> **WHAT YOU SHOULD DO**
Please print every one of the items below line for line, changing nothing.

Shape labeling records
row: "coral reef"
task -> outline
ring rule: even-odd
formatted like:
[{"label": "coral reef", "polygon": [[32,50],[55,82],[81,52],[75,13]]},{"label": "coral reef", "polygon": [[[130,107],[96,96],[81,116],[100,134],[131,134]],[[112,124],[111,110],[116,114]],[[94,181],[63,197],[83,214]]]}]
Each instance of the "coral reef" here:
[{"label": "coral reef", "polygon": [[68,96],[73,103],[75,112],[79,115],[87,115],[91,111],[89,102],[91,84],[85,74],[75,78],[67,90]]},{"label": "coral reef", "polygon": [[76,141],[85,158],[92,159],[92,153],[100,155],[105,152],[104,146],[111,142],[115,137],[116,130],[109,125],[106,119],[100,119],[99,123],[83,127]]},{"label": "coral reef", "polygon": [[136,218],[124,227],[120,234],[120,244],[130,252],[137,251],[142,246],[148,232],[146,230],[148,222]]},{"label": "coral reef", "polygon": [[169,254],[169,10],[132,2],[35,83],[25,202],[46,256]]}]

> **SOLUTION**
row: "coral reef"
task -> outline
ring rule: even-odd
formatted like:
[{"label": "coral reef", "polygon": [[32,50],[55,82],[81,52],[75,13]]},{"label": "coral reef", "polygon": [[[130,107],[96,96],[81,116],[100,134],[131,134]],[[112,124],[111,110],[116,114]],[[94,181],[63,197],[83,214]]]}]
Each instance of the "coral reef" here:
[{"label": "coral reef", "polygon": [[68,96],[73,103],[75,112],[79,115],[87,115],[91,111],[89,102],[91,84],[85,74],[75,78],[67,90]]},{"label": "coral reef", "polygon": [[76,141],[85,158],[92,159],[92,153],[100,155],[105,152],[104,146],[111,142],[115,137],[116,130],[109,125],[106,119],[100,119],[99,123],[83,127]]},{"label": "coral reef", "polygon": [[136,218],[124,227],[120,234],[120,244],[130,252],[137,251],[142,246],[148,232],[146,230],[148,222]]},{"label": "coral reef", "polygon": [[169,254],[169,10],[132,2],[35,83],[25,202],[46,256]]}]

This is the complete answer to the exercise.